▶ [Set exercise]
Find every line in the records that contains the word "blue", and copy each of those lines.

▶ [Given records]
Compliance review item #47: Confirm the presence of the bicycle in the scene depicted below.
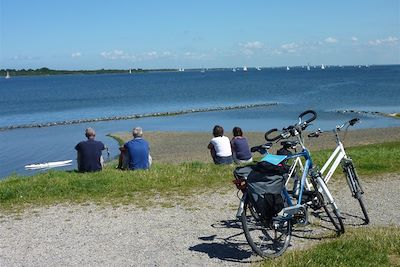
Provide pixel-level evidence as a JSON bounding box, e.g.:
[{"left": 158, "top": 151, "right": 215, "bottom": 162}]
[
  {"left": 234, "top": 110, "right": 344, "bottom": 257},
  {"left": 308, "top": 118, "right": 369, "bottom": 224}
]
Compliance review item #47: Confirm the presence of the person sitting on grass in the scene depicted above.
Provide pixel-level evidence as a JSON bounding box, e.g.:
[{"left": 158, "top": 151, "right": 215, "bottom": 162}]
[
  {"left": 75, "top": 127, "right": 106, "bottom": 172},
  {"left": 231, "top": 127, "right": 253, "bottom": 164},
  {"left": 207, "top": 125, "right": 233, "bottom": 164},
  {"left": 117, "top": 127, "right": 152, "bottom": 170}
]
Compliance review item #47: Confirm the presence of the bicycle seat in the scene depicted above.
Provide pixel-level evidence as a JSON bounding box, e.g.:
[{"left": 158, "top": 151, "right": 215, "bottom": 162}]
[{"left": 281, "top": 140, "right": 299, "bottom": 148}]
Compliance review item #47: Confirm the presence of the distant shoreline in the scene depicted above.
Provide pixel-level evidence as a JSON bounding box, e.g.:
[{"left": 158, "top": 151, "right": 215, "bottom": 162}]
[
  {"left": 0, "top": 64, "right": 398, "bottom": 77},
  {"left": 0, "top": 102, "right": 278, "bottom": 132}
]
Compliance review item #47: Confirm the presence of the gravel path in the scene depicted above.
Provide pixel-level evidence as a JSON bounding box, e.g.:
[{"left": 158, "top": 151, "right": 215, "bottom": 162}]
[{"left": 0, "top": 174, "right": 400, "bottom": 266}]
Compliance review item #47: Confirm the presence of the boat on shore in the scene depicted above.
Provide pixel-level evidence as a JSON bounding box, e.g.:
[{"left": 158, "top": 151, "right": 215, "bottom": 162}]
[{"left": 25, "top": 160, "right": 72, "bottom": 170}]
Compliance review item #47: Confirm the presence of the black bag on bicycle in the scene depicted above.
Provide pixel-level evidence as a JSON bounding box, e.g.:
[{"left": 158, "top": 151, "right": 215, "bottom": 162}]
[{"left": 247, "top": 170, "right": 285, "bottom": 222}]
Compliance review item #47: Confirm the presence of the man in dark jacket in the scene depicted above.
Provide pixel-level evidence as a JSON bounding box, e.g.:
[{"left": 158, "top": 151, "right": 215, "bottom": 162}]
[{"left": 75, "top": 128, "right": 105, "bottom": 172}]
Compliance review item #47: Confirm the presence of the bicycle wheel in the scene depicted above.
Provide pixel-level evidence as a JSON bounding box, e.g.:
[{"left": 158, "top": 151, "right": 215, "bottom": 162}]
[
  {"left": 312, "top": 176, "right": 344, "bottom": 235},
  {"left": 241, "top": 198, "right": 292, "bottom": 258},
  {"left": 343, "top": 161, "right": 369, "bottom": 224}
]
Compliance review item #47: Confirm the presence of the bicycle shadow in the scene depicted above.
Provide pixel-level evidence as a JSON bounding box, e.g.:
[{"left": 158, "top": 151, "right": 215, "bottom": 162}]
[
  {"left": 341, "top": 212, "right": 367, "bottom": 226},
  {"left": 189, "top": 220, "right": 255, "bottom": 263}
]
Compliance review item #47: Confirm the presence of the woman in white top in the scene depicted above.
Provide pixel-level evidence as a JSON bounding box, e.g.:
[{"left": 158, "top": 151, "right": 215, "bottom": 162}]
[{"left": 208, "top": 125, "right": 233, "bottom": 164}]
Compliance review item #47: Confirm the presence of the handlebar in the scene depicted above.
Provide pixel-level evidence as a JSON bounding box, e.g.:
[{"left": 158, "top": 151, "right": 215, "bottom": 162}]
[
  {"left": 299, "top": 110, "right": 317, "bottom": 124},
  {"left": 264, "top": 110, "right": 317, "bottom": 142},
  {"left": 250, "top": 142, "right": 272, "bottom": 154},
  {"left": 349, "top": 118, "right": 360, "bottom": 126},
  {"left": 264, "top": 128, "right": 282, "bottom": 142}
]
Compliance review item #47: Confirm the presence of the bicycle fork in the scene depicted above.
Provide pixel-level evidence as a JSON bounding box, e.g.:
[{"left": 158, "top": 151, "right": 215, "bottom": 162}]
[
  {"left": 236, "top": 192, "right": 247, "bottom": 218},
  {"left": 342, "top": 158, "right": 364, "bottom": 199}
]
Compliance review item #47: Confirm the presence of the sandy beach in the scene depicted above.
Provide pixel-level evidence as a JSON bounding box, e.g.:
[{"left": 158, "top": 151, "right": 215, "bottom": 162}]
[
  {"left": 0, "top": 128, "right": 400, "bottom": 266},
  {"left": 113, "top": 127, "right": 400, "bottom": 163}
]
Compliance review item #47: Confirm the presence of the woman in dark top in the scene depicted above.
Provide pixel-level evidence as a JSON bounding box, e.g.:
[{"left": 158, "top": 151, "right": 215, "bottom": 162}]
[{"left": 231, "top": 127, "right": 253, "bottom": 164}]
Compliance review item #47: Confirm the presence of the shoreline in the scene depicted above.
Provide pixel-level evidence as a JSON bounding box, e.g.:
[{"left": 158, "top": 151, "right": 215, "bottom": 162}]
[
  {"left": 109, "top": 127, "right": 400, "bottom": 164},
  {"left": 0, "top": 102, "right": 278, "bottom": 132}
]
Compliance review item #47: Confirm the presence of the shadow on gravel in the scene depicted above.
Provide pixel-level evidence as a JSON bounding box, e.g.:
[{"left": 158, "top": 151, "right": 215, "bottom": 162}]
[
  {"left": 341, "top": 212, "right": 367, "bottom": 226},
  {"left": 189, "top": 220, "right": 254, "bottom": 263}
]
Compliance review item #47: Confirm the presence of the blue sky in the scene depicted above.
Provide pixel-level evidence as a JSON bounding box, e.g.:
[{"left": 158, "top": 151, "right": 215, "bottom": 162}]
[{"left": 0, "top": 0, "right": 400, "bottom": 70}]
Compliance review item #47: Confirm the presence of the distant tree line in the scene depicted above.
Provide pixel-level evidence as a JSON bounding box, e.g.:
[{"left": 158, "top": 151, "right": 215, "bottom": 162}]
[{"left": 0, "top": 68, "right": 161, "bottom": 77}]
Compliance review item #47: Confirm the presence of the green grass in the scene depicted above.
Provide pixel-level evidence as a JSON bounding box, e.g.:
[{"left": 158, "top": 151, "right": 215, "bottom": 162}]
[
  {"left": 262, "top": 227, "right": 400, "bottom": 266},
  {"left": 0, "top": 162, "right": 233, "bottom": 208},
  {"left": 0, "top": 142, "right": 400, "bottom": 209}
]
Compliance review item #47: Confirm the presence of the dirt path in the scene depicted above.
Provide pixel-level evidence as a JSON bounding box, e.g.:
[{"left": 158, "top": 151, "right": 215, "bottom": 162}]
[{"left": 0, "top": 174, "right": 400, "bottom": 266}]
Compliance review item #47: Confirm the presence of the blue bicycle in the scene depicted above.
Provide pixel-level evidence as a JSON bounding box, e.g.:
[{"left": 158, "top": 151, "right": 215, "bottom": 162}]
[{"left": 234, "top": 110, "right": 344, "bottom": 257}]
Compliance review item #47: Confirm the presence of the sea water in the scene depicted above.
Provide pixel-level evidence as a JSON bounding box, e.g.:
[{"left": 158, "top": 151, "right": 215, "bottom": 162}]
[{"left": 0, "top": 66, "right": 400, "bottom": 177}]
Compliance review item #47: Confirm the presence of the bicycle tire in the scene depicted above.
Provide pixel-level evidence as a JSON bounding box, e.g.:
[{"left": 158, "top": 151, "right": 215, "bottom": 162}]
[
  {"left": 241, "top": 198, "right": 292, "bottom": 258},
  {"left": 343, "top": 161, "right": 369, "bottom": 224},
  {"left": 313, "top": 176, "right": 344, "bottom": 235}
]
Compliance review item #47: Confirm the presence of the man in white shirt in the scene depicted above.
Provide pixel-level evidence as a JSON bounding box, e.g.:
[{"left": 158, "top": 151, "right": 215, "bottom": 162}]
[{"left": 208, "top": 125, "right": 233, "bottom": 164}]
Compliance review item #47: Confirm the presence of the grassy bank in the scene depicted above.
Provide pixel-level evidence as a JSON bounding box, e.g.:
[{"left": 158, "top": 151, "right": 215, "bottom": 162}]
[
  {"left": 262, "top": 227, "right": 400, "bottom": 266},
  {"left": 0, "top": 162, "right": 232, "bottom": 208},
  {"left": 0, "top": 142, "right": 400, "bottom": 209}
]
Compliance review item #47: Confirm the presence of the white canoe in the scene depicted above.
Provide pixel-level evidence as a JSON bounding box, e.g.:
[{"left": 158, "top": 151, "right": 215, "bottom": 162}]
[{"left": 25, "top": 160, "right": 72, "bottom": 170}]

▶ [Result below]
Compliance review item #47: Confirm the presence of the blue sky in the scene depicted above.
Compliance review item #47: Confirm the presence of the blue bicycle in the scene depicted above.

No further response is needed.